Il n'y a pourtant pas de pénurie de candidates qualifiées, estiment les eurodéputés, et la nomination de l'une d'elles "effacerait un peu l'impression que c'est un club de vieux garçons ", souligne Philippe Lamberts du groupe des Verts.

En pointe de ce combat, Sylvie Goulard, élue Modem du groupe Alliance des libéraux et des démocrates pour l'Europe, qualifie le vote du Parlement européen de "belle victoire, qui était à l'origine loin d'être acquise ". Elle demande au Conseil européen de "faire preuve de bon sens, en retirant la candidature de M. Mersch, en proposant de nouveaux candidats et en remettant à plat le processus de nominations au sein des organismes européens ".

━━━━

## [Consignes]
a - Selon l'extrait, à quel groupe appartient Philippe Lamberts ?
b - Recopiez la partie de l'extrait qui commence par les mots « Il n'y a pourtant » et se termine par « groupe des Verts. ».
Le matériel ci-après provient d'une autre source que l'extrait.

━━━━

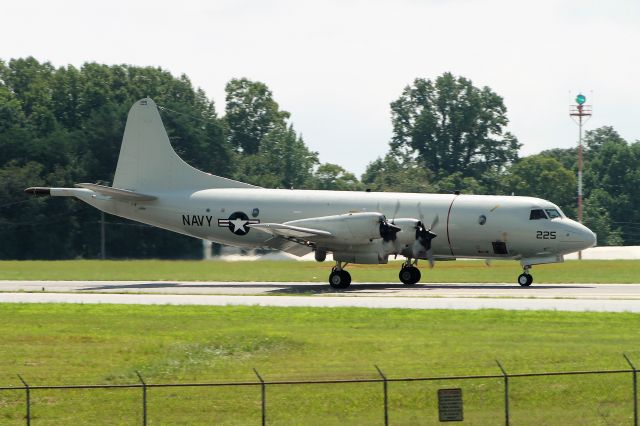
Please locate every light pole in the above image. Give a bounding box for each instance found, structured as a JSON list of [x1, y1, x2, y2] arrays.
[[569, 93, 592, 259]]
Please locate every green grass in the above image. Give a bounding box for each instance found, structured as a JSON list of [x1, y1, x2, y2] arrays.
[[0, 304, 640, 425], [0, 260, 640, 283]]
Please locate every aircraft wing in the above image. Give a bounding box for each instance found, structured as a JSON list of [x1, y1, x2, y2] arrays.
[[75, 183, 157, 201], [248, 223, 332, 256], [249, 223, 333, 240]]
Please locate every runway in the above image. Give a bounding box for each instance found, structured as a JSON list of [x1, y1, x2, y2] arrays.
[[0, 281, 640, 312]]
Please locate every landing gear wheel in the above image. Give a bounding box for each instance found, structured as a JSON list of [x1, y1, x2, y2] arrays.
[[398, 266, 422, 285], [329, 270, 351, 289], [518, 274, 533, 287]]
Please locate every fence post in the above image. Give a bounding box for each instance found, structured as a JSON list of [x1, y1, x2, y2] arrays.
[[253, 368, 267, 426], [374, 365, 389, 426], [622, 354, 638, 426], [18, 374, 31, 426], [496, 360, 509, 426], [136, 371, 147, 426]]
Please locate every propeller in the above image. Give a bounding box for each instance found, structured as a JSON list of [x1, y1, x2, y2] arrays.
[[416, 203, 440, 268], [380, 200, 401, 242]]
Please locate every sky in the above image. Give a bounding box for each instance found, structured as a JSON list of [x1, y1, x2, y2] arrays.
[[0, 0, 640, 176]]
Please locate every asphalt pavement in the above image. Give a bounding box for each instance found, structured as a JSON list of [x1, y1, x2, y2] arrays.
[[0, 281, 640, 312]]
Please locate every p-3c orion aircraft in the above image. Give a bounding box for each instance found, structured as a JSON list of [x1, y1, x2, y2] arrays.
[[25, 98, 596, 289]]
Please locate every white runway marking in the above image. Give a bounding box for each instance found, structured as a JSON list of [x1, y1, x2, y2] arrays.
[[0, 281, 640, 312]]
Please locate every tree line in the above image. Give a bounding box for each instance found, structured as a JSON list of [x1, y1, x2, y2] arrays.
[[0, 57, 640, 259]]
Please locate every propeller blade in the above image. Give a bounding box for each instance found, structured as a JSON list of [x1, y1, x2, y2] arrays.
[[391, 200, 400, 223], [418, 201, 424, 224], [429, 215, 440, 231]]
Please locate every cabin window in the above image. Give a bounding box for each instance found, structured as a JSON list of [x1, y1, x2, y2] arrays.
[[546, 209, 562, 219], [529, 209, 547, 220]]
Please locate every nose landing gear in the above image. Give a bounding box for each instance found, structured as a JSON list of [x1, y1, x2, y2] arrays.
[[398, 259, 421, 285], [329, 261, 351, 289], [518, 265, 533, 287]]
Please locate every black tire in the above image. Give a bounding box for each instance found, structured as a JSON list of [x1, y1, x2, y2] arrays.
[[518, 274, 533, 287], [398, 266, 422, 285], [329, 270, 351, 289]]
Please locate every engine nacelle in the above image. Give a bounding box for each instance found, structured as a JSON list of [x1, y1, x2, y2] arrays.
[[393, 218, 420, 248], [287, 212, 385, 245]]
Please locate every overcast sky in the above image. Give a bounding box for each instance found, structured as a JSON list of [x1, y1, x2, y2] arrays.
[[0, 0, 640, 175]]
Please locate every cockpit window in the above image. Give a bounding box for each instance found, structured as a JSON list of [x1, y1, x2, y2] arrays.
[[546, 209, 562, 219], [529, 209, 547, 220]]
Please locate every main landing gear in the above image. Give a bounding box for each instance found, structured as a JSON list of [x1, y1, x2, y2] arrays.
[[518, 265, 533, 287], [329, 261, 351, 289], [398, 259, 421, 285]]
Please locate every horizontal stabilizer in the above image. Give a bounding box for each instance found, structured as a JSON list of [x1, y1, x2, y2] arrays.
[[248, 223, 332, 238], [24, 186, 51, 197], [75, 183, 157, 201]]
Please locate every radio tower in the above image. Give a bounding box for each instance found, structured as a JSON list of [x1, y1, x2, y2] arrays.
[[569, 93, 591, 259]]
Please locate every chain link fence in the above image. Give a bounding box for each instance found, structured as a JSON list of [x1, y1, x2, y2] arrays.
[[0, 355, 638, 426]]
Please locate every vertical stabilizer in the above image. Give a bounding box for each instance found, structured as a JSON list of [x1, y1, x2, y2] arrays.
[[113, 98, 255, 192]]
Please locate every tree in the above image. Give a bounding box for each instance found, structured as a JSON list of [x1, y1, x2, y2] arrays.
[[313, 163, 362, 191], [391, 73, 520, 178], [225, 78, 289, 155], [362, 152, 435, 193], [0, 58, 233, 259], [235, 124, 318, 189], [505, 155, 576, 216]]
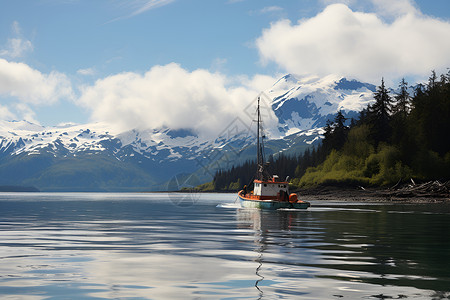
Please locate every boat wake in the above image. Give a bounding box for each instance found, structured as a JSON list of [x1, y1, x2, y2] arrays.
[[216, 203, 241, 209]]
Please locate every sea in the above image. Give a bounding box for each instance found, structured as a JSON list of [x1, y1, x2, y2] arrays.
[[0, 193, 450, 300]]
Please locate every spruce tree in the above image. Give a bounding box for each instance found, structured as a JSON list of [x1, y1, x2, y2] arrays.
[[392, 78, 411, 120], [367, 78, 392, 146]]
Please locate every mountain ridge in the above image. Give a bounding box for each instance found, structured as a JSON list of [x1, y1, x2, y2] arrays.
[[0, 75, 374, 191]]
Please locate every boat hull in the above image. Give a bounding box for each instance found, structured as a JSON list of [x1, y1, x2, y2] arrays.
[[238, 194, 311, 210]]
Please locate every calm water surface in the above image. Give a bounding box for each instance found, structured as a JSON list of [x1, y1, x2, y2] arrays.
[[0, 193, 450, 299]]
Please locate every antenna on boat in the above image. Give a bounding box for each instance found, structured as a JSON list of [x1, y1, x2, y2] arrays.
[[256, 96, 265, 180]]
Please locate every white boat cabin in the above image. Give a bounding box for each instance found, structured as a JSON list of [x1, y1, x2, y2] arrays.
[[253, 175, 289, 196]]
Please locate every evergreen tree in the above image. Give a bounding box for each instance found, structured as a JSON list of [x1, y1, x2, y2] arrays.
[[367, 79, 392, 146], [333, 110, 348, 150], [392, 78, 411, 120]]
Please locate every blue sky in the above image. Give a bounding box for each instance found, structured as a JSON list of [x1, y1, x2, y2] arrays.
[[0, 0, 450, 134]]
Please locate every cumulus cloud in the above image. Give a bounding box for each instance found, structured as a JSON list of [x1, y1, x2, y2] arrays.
[[0, 58, 73, 105], [0, 105, 16, 120], [78, 63, 273, 136], [0, 21, 33, 58], [256, 0, 450, 81], [77, 68, 96, 76]]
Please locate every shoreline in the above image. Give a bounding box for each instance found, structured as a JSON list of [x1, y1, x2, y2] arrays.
[[294, 186, 450, 204]]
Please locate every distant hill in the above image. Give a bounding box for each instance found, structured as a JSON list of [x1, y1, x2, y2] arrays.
[[0, 75, 375, 191], [0, 185, 39, 192]]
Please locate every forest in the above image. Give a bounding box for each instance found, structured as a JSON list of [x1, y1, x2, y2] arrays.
[[199, 71, 450, 191]]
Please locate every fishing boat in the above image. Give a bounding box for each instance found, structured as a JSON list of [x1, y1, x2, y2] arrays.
[[238, 97, 311, 209]]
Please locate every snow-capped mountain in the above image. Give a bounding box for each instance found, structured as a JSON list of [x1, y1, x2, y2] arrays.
[[267, 75, 376, 134], [0, 75, 375, 191]]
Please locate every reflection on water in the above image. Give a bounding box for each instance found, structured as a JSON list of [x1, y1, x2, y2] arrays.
[[0, 194, 450, 299]]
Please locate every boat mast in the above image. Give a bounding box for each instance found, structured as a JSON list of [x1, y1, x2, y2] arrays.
[[256, 97, 264, 180]]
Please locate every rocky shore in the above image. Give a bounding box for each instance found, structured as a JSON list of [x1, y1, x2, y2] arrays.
[[295, 181, 450, 203]]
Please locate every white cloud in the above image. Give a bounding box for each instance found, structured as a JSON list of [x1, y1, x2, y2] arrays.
[[0, 21, 33, 58], [259, 6, 283, 14], [256, 0, 450, 82], [0, 105, 17, 120], [109, 0, 175, 23], [0, 58, 73, 105], [14, 103, 39, 124], [77, 68, 96, 76], [78, 63, 273, 136]]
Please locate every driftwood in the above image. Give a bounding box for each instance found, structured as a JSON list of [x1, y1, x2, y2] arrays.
[[385, 179, 450, 198]]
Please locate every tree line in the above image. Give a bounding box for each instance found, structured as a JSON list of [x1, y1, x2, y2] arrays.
[[202, 71, 450, 191]]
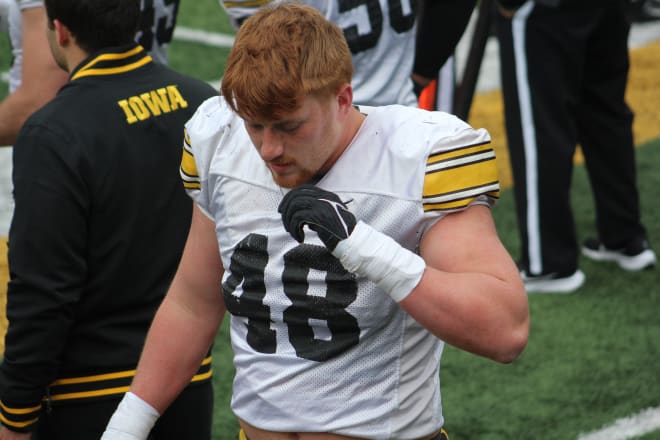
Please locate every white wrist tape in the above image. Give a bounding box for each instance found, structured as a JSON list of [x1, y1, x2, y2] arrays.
[[101, 391, 160, 440], [332, 221, 426, 302]]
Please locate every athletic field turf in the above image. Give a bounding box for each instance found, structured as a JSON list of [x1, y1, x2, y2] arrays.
[[0, 0, 660, 440]]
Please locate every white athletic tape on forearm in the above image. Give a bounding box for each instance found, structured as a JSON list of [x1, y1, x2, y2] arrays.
[[101, 391, 160, 440], [332, 221, 426, 302]]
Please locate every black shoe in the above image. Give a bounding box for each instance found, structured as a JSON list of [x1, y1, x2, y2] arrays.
[[582, 238, 657, 272]]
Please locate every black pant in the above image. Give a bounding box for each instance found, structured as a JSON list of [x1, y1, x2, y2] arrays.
[[495, 0, 645, 275], [33, 381, 213, 440]]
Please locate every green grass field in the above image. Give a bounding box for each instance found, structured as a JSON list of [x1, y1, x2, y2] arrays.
[[0, 0, 660, 440]]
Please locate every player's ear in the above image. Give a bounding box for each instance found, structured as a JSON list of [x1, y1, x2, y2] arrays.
[[53, 19, 71, 46], [337, 83, 353, 113]]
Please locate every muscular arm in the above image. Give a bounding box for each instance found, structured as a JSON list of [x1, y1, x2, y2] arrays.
[[131, 204, 225, 414], [400, 205, 529, 362], [0, 7, 68, 146]]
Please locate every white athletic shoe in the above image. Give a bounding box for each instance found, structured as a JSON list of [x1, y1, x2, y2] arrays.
[[582, 238, 657, 272], [520, 269, 585, 294]]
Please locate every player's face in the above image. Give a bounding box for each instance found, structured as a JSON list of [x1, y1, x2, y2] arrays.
[[245, 92, 350, 188]]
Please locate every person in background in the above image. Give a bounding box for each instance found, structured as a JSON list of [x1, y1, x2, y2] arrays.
[[496, 0, 656, 293], [103, 3, 529, 440], [220, 0, 417, 106], [0, 0, 180, 146], [0, 0, 217, 440], [411, 0, 477, 113]]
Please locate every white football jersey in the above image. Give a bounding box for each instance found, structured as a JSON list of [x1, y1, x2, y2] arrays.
[[181, 97, 499, 439], [220, 0, 417, 106], [8, 0, 180, 93]]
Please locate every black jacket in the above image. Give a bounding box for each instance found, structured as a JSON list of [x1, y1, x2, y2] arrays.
[[0, 44, 216, 430]]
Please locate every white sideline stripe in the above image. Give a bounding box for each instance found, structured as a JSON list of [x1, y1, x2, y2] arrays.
[[174, 26, 235, 48], [578, 406, 660, 440]]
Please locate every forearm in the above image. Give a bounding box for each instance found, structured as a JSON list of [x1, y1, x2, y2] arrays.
[[399, 267, 529, 362], [131, 291, 223, 414]]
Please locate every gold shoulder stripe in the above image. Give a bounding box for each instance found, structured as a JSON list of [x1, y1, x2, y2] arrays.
[[422, 143, 499, 211], [71, 55, 152, 80], [179, 130, 202, 189], [0, 401, 41, 414], [0, 413, 39, 428]]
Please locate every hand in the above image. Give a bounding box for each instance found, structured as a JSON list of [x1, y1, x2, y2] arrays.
[[277, 185, 355, 251]]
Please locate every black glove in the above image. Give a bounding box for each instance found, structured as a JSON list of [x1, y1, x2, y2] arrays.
[[277, 185, 355, 251]]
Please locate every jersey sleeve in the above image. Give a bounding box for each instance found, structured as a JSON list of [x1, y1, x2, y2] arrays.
[[180, 96, 242, 218], [422, 124, 500, 214]]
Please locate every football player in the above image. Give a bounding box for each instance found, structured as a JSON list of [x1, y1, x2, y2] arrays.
[[103, 3, 529, 440]]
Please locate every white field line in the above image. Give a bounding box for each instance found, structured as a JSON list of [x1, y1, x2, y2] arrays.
[[578, 406, 660, 440], [174, 26, 234, 47]]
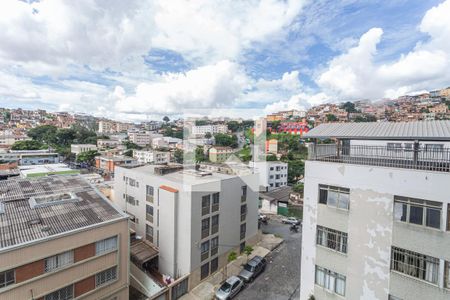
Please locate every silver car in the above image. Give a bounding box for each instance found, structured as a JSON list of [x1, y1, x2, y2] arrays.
[[216, 276, 244, 300]]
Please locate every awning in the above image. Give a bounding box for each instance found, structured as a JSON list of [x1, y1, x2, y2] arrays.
[[130, 240, 159, 266]]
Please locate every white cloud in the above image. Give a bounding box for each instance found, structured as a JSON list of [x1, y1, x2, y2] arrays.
[[114, 60, 248, 114], [317, 0, 450, 100]]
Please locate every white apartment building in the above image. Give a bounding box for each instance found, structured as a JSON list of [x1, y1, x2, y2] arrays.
[[114, 165, 258, 289], [300, 121, 450, 300], [70, 144, 97, 155], [192, 124, 228, 135], [133, 150, 170, 164], [250, 161, 288, 192]]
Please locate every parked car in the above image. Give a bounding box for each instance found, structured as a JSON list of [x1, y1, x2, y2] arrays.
[[216, 276, 244, 300], [239, 256, 266, 282], [281, 217, 300, 225]]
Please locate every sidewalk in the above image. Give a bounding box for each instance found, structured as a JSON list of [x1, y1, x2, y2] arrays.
[[180, 234, 283, 300]]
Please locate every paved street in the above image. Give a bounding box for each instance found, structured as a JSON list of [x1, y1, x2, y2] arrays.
[[235, 220, 301, 300]]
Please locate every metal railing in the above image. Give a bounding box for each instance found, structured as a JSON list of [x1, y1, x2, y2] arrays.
[[308, 144, 450, 172]]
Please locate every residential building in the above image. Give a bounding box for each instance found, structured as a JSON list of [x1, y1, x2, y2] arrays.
[[70, 144, 97, 155], [300, 121, 450, 300], [133, 150, 170, 164], [209, 146, 234, 163], [0, 176, 129, 300], [192, 124, 228, 135], [95, 155, 139, 176], [114, 165, 258, 291], [97, 139, 122, 149], [250, 161, 288, 191]]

━━━━

## [Réponses]
a - Au groupe des Verts.

b -
Il n'y a pourtant pas de pénurie de candidates qualifiées, estiment les eurodéputés, et la nomination de l'une d'elles "effacerait un peu l'impression que c'est un club de vieux garçons ", souligne Philippe Lamberts du groupe des Verts.